> [SHORT TASK 1] Copy the blog text from "Every time I" to "still wonder why.".
> [SHORT TASK 2] According to the blog text, what was the taxi driver studying to become?

> [TEXT PROVIDED]
Conversation with an Afghan-Dutch taxi driver

We got back to London yesterday, and were welcomed with atypical London weather – thunderstorms. While it is common to stereotype London’s weather as being typically shitty and grey, it doesn’t normally rain all that heavily here – most of the rain that London gets is what is called “spitting rain” – slow drizzly rain best dealt with with a nice cap.

Also welcoming us was an Afghan-Dutch guy who drove us home in his Merc (we hired him through Uber). We got talking and there were a few interesting things from what he said that I though were Pertinent.

  • When we told him we were from Bangalore he said something that sounded like “cooley”. First we interpreted it as him saying that the city is cool, and then realised that wasn’t what he was saying. Then I thought he was talking about Coolie which was filmed in Bangalore, but it wasn’t that as well. Finally we realised he was talking about Virat Kohli, who plays for Royal Challengers Bangalore. It’s funny how Kohli is identified with Bangalore abroad though he’s only nominally based there only during the IPL season
  • We spoke a bit about the IPL and he said he was disappointed that “our team” lost. A minute later he said the team was Sunrisers Hyderabad. For a while it wasn’t clear as to why the Sunrisers were his team. Then I realised they have two prominent Afghan players – Rashid Khan and Mohammad Nabi.
  • He was studying to be a dentist, and decided to spend time in England learning English because a lot of the dental course was in English. Apart from putting himself through formal English classes, driving an Uber was a way for him to become better at English (it’s interesting how at times in our conversation he switched to using Hindi words – some of which I’m guessing are common to Pashto as well), apart from making money
  • My wife later told me that it was common for continental Europeans to spend a gap year in England learning English. And that apart from taking classes they take up jobs where they can practice the language – like driving a taxi or waiting tables.
  • The conversation also got me thinking about gap years and saving up for education – something that doesn’t at all happen in India. In India, the standard practice is to go to college immediately after school, when one is still being funded by parents. In one way, this reduces social mobility since people whose parents can’t afford college end up not studying. Also, the returns to education in India are high enough that the compensation for blue collar jobs (that one can find without a college degree) isn’t enough to fund a later degree.
  • Despite having Afghan parents, this guy has never been there. “It’s way too dangerous. I can go see relatives but will end up spending most time indoors, so not much fun”, he said.

Every time I have a conversation with a taxi driver I’m reminded of what I was told by a friend on the day I moved to Delhi in 2008. “It might be common in Bangalore to chat up auto and taxi drivers”, he had told me, “but in Delhi it is not the done thing”. I still wonder why.

A banker’s apology

Whenever there is a massive stock market crash, like the one in 1987, or the crisis in 2008, it is common for investment banking quants to talk about how it was a “1 in zillion years” event. This is on account of their models that typically assume that stock prices are lognormal, and that stock price movement is Markovian (today’s movement is uncorrelated with tomorrow’s).

[Point labeling dataset excerpts]
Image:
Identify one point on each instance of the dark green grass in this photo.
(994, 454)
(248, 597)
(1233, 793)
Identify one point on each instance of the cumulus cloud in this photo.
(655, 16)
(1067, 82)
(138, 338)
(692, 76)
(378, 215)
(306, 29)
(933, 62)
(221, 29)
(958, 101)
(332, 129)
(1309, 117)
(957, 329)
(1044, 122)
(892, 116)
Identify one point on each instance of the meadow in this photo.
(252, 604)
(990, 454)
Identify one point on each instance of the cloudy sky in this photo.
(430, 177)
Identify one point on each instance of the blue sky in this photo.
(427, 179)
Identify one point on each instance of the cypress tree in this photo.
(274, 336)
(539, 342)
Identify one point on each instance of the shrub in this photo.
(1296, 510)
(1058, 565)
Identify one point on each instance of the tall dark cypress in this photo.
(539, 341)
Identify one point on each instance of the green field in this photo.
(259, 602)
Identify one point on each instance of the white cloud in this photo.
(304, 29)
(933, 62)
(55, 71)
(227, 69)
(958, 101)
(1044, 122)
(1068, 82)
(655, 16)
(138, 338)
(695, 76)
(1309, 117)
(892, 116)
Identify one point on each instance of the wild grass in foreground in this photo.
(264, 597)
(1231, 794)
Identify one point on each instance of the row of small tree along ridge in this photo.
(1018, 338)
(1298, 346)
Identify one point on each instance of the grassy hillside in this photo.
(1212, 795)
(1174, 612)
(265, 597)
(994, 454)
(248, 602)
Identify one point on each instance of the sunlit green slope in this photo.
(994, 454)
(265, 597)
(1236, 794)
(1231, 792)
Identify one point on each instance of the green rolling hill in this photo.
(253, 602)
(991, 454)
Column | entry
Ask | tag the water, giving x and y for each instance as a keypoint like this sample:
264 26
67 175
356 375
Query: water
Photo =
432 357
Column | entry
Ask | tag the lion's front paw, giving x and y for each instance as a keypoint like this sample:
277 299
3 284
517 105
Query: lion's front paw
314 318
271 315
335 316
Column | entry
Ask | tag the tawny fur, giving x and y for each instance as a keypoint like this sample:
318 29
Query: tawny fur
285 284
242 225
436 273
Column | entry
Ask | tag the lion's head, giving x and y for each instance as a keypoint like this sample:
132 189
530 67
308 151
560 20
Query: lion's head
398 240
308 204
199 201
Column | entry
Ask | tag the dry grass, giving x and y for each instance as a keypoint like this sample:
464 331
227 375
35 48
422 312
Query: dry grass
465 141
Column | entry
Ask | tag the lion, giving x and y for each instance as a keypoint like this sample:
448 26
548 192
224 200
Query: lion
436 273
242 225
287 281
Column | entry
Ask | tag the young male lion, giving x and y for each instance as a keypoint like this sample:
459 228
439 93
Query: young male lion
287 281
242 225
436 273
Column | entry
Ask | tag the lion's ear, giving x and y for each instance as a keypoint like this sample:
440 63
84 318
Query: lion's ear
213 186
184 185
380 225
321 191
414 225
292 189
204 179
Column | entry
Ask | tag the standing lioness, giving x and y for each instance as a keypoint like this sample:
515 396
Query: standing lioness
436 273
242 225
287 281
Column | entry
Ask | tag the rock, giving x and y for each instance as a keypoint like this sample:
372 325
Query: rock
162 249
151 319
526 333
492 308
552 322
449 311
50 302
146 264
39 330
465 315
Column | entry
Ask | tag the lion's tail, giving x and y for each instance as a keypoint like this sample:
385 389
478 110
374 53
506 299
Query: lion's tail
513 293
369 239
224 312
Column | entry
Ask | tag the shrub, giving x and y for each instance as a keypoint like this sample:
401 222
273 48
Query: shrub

> [OUTPUT 1]
Every time I have a conversation with a taxi driver I’m reminded of what I was told by a friend on the day I moved to Delhi in 2008. “It might be common in Bangalore to chat up auto and taxi drivers”, he had told me, “but in Delhi it is not the done thing”. I still wonder why.

> [OUTPUT 2] A dentist.